[start of TASK INPUT]

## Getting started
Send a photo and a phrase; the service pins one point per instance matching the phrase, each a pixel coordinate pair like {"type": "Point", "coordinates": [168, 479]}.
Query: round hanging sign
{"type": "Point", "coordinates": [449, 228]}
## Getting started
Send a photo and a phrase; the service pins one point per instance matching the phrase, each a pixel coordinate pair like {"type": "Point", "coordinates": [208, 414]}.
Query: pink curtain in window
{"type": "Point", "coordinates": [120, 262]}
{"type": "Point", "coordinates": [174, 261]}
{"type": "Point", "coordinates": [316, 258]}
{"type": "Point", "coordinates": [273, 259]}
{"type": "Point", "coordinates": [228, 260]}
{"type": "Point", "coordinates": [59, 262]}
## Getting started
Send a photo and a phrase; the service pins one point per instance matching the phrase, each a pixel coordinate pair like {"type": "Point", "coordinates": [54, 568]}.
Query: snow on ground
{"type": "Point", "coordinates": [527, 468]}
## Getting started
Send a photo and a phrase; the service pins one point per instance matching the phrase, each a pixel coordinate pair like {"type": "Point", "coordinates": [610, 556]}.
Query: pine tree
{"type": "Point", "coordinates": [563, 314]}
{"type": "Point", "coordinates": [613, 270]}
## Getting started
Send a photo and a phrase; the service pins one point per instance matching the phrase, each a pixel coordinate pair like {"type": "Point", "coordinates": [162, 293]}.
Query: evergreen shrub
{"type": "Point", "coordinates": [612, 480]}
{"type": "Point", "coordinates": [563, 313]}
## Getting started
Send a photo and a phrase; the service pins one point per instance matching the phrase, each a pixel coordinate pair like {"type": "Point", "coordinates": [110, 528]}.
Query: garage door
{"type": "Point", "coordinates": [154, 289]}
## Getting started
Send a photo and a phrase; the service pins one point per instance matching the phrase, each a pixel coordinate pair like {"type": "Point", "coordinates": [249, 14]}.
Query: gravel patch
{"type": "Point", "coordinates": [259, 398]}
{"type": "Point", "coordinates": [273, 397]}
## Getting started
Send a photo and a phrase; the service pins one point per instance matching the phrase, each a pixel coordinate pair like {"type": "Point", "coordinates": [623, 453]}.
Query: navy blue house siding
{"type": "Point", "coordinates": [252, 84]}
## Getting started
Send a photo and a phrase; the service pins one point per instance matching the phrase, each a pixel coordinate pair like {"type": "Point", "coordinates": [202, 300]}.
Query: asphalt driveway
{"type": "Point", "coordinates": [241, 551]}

[end of TASK INPUT]

__WRITTEN TASK__.
Tally the lines in the items above that contain the string "Query", and reply with that number alone.

__RESULT FOR THIS TASK__.
9